## Task
Show every line from the data below that includes "player".

## Exercise inputs
+---+
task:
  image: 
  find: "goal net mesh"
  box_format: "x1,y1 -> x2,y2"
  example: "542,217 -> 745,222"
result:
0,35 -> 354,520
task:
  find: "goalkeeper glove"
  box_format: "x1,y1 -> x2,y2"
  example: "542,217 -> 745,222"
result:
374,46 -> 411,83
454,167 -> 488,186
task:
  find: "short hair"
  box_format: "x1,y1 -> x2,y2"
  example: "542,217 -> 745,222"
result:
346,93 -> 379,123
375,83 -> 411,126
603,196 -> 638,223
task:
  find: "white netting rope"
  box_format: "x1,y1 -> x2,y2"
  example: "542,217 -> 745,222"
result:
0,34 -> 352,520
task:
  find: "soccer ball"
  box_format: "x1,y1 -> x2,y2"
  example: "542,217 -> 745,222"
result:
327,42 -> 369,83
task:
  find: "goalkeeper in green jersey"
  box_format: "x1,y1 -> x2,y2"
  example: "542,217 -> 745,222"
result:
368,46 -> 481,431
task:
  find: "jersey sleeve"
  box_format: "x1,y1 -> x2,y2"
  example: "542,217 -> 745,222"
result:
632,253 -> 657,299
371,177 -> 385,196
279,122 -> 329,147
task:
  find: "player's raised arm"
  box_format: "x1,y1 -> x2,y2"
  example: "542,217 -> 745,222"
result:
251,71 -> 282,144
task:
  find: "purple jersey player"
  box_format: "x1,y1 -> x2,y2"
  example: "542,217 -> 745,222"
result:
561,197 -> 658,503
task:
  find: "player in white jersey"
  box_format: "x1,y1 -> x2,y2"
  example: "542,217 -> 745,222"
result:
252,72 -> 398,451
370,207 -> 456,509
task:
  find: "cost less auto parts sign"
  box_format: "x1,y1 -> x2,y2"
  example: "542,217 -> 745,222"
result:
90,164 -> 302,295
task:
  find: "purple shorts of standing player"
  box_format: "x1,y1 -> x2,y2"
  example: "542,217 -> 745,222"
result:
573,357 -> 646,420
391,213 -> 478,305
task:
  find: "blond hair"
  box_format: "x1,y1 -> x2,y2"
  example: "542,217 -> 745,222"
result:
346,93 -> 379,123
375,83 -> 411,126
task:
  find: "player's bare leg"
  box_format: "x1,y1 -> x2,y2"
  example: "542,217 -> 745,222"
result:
+---+
## Task response
  find: "player's raised arm"
  find: "purple jersey player"
  find: "player in white jersey"
  find: "purple shorts of standing player"
  find: "player's bare leg"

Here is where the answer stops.